Quote each of the following records word for word, without changing anything.

-- Start of Given records --

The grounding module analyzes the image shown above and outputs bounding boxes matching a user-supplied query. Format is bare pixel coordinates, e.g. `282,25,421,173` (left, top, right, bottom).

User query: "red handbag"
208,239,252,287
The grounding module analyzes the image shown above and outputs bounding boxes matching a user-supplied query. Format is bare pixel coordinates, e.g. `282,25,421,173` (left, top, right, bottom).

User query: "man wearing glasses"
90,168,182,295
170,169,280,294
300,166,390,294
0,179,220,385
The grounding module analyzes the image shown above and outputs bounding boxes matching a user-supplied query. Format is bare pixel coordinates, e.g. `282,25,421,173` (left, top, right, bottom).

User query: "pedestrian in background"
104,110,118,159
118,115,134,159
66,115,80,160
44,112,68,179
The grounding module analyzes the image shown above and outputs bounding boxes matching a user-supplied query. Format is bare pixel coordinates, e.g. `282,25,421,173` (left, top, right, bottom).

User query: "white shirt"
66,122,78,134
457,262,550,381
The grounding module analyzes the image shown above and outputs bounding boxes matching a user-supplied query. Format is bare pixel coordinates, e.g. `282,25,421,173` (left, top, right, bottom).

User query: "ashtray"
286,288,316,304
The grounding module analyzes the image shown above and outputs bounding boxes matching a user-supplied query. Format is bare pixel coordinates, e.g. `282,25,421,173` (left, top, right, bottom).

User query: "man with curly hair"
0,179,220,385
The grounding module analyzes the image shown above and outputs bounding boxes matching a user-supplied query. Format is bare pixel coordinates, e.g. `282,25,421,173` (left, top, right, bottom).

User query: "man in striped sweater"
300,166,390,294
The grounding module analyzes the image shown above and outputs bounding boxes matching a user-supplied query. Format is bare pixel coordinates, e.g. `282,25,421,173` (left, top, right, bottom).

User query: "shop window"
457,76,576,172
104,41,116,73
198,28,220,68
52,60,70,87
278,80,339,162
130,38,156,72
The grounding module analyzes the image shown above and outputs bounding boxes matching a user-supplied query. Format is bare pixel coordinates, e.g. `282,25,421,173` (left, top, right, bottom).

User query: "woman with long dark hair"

-- End of Given records --

_The result_
The grounding module analyzes the image shown above and outputs bounding boxes matching a user-supplied query. Format is bare pixel coordinates, e.g. `282,25,421,173` (left, top, right, bottom).

User query: "red handbag"
208,239,252,287
The grounding module analyzes the image shown above and outputs bounding boxes matching a user-supplied query. Format is bare pixel coordinates, e.g. `282,25,421,173` (left, top, right, bottom).

User query: "man wearing glasses"
90,168,182,295
170,169,280,294
300,166,390,294
0,179,220,385
The grounding module analyzes the image shown above and outputs bounding boxes matching a user-supplied query. Format is bare pixel coordinates, e.g. `282,25,421,173` (left, top, right, bottom).

User query: "pedestrian in background"
104,110,118,159
118,115,134,159
66,115,80,160
44,112,68,179
The grounding module analyzes the image shown above and outputs bounding boxes matching a user-supplied query. Format is bare pixel coordinates, e.g. `282,25,421,173` (left, top, right, bottom).

User query: "white shirt"
66,122,78,134
457,262,550,381
The grounding module analyzes the image shown above and outputs bounding boxes matching a user-supplied query. Format is bare pixel coordinates, e.g. `282,25,421,173` (left, top, right, bottom).

User query: "ashtray"
286,288,316,304
The grounding module analyzes the image shown above and outputs bounding boxes matching a user-supplied query. Format is bare pixel coordinates, e.g. `282,25,421,173` (left, top, right, bottom).

User query: "man with curly hair"
0,179,220,385
The grounding module analyzes the image shown above and outputs bounding boxes matching a user-supplied query. Format is bare pixel coordinates, e.g. `282,25,421,173` (left, top, right, bottom).

User query: "man in striped sweater"
300,166,390,294
The grounding module analyzes the image shown above and outputs bounding boxes matching a user-supplied query. Format is bare pixel coordinates, e.g. `282,25,421,173` (left, top, right, bottom).

User query: "shop window"
457,76,576,172
104,41,116,73
198,28,220,68
52,60,70,87
278,80,339,162
130,38,156,72
The grounding module analyzes the image shown above and outputs bounding boxes matching a user-supplied query. Format is bare pixel coordinates, e.g. `282,25,421,173` (left, top, right, bottom).

User query: "woman with long dark hair"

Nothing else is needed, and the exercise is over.